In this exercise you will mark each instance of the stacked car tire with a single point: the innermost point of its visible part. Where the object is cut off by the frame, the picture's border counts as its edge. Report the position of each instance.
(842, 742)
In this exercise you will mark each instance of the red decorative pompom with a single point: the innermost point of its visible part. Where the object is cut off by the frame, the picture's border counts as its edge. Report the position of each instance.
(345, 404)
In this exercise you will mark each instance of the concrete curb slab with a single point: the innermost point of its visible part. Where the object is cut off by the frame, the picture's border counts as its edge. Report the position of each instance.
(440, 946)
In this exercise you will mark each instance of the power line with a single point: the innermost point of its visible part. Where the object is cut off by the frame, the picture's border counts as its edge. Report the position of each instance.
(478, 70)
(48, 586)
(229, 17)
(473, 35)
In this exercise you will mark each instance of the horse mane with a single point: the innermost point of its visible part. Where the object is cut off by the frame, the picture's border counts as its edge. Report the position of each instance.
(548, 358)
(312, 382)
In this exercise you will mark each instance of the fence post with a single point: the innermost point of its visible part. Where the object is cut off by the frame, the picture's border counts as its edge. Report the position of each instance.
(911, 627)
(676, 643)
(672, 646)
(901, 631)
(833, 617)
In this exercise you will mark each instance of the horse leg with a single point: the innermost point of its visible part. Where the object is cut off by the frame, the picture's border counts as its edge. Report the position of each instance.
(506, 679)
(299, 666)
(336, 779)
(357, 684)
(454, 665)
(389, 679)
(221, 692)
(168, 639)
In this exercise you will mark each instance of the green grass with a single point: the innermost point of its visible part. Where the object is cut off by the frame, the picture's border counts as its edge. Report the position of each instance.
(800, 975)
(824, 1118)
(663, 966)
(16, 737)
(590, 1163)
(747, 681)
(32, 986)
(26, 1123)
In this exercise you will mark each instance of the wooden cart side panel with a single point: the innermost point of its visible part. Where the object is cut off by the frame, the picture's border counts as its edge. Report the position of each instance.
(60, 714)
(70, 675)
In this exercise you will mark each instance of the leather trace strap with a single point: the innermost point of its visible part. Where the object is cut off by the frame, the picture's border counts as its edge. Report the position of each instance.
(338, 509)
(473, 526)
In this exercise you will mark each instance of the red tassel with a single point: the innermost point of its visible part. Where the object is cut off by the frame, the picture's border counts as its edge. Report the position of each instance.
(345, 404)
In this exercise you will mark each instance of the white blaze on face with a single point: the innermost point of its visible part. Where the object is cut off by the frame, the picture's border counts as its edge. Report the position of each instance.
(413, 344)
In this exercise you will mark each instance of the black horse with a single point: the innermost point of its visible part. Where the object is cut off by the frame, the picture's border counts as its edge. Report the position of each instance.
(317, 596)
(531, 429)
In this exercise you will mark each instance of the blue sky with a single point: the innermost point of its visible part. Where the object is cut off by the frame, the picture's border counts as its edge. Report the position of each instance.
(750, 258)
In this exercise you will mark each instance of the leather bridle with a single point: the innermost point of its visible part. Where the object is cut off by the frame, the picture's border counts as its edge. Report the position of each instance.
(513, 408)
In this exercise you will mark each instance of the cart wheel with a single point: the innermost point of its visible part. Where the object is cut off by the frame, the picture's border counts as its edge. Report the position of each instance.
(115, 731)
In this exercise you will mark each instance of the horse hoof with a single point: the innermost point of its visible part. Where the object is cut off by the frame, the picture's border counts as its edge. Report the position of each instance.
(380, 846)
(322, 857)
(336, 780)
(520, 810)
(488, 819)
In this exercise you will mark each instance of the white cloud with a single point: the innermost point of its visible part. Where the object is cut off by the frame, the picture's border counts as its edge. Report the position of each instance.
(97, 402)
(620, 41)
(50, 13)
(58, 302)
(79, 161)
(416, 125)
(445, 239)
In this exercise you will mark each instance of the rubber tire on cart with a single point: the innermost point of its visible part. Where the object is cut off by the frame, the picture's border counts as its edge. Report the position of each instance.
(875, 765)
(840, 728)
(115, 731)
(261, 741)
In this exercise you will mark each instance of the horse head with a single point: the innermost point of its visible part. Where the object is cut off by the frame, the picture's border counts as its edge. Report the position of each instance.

■ What is expected: Give back the data above exactly as it appears.

■ Problem solution:
In this exercise you will mark each instance of the stacked car tire with a single point: the innermost point of its visible part. Where the object is cut off by the frame, the picture's border counts as its edge. Report the position of each instance.
(842, 742)
In this exercise you will mark each instance of the red decorative pompom with a single point: the innermost point of its visible part. Where the object is cut off by the frame, the picture's border counts as its edge. Report the position of each instance.
(345, 404)
In this exercise you will mark each instance of the concrete curb slab with a single point: the innermost point of its visible part. Where the object is cut off by the frame, the picture's border counts as its edge. Report the position of each instance.
(440, 946)
In this exercise you will mark each instance of the power line with a single point: the innermost point of its visible part. Where the object is cut off by the frame, the picture's border counts as its edge. Report the position of each instance.
(478, 70)
(48, 586)
(229, 17)
(473, 35)
In this exercise you will mark each instance of the horse mane with a single point: the innermost point of its visible part. Where the object is cut off by the frame, the picture's border counts as its edge. Report the position of each instance.
(548, 358)
(312, 382)
In this exercise you will mark each instance of the fence post with a single point: the innermost point of its visible part. Where the object is cut off by the frame, the picture's border counts as its edge. Report the position of each instance.
(911, 627)
(676, 643)
(672, 646)
(901, 631)
(833, 617)
In this exercise you will mark each instance of the horse leg with a single point: the innermost point of its visible part. Where the object is cut off by the frame, the picture's border counts as its edge. Report the position of each instance.
(506, 679)
(299, 666)
(336, 779)
(357, 684)
(454, 665)
(389, 679)
(221, 692)
(168, 639)
In this exercise you will mark each instance of the green grass with a single point: the innermost point of its visible part. Where the object is cut off by the frame, the picture's border counts as its edge. Report the position of each instance.
(800, 975)
(824, 1118)
(663, 966)
(16, 737)
(590, 1163)
(747, 681)
(32, 986)
(26, 1123)
In this exercise you will mark each instance of the wooden cart side panel with a single point: the innermost point of its visible part. Where the object is cut off by the frame, the picture's border counts as its edge. Report the position of each instance.
(60, 714)
(70, 675)
In this exercise you will mark each instance of the leather trace strap with a single point: the innermost point of its visible part. Where the object is cut off by the frame, the picture's border counts as its edge. Report the position of each instance.
(338, 509)
(473, 526)
In this exercise you will mark each instance of the red tassel with a single point: the innermost point of its visible part. Where the object is cut off by the frame, the picture's border counts as its edge. Report the position of each instance.
(345, 404)
In this exercise you will mark each instance of the white blaze on face with a single point: the innermost point of its visible part. Where the object is cut off by the frame, the picture's border counts as its edge. Report the position of each instance.
(413, 344)
In this exercise you will mark each instance of the black horse with a single point: the innermost point of its visible part. Where the object is cut off by the frame, the picture's border counts as its edge. Report the position of each instance.
(317, 596)
(531, 429)
In this exercise you will mark each instance of the blue sky with a single point: the innermost point of its visible part. Where the object is cut off by the frame, the picture's border counts as its edge. Report the position of each instance.
(750, 258)
In this exercise you will mark each instance of the leather bridle with a single point: the innermost point of its visible part. Where the object is cut off by the frame, the picture's border counts as its edge. Report the position of each instance.
(513, 408)
In this exercise you will mark each instance of the cart wheel with a single point: the innermost point of its visible part. Where the object is cut off by the frame, the picture's border counts as its edge. Report the position of each instance.
(115, 731)
In this exercise you will mark each instance of the horse hoof with a single point: the innermost point of its visible part. Where the object is cut off by the frame, the picture's border counts as its edge. Report the position of each instance.
(380, 846)
(322, 857)
(336, 780)
(520, 810)
(488, 819)
In this exercise you will mark each instance of the white cloud with a single point: the innermost point of its visible part. Where the object is cut off by the frame, the picture's border counts as its edge. Report the position of each instance.
(97, 402)
(620, 41)
(50, 13)
(58, 302)
(79, 161)
(416, 125)
(445, 239)
In this exercise you will mark each instance of the rubber tire on cart with a single point: the innermost point of its visible part. Where the object is cut off by the frame, the picture's border counts as its edge. Report the position of each instance.
(875, 765)
(840, 728)
(115, 731)
(261, 741)
In this exercise you will mark each instance of the horse head with a single point: the innermost point of its visible part. Where the object is cut off by the frame, the picture's border counts as its edge. Report the position of each instance.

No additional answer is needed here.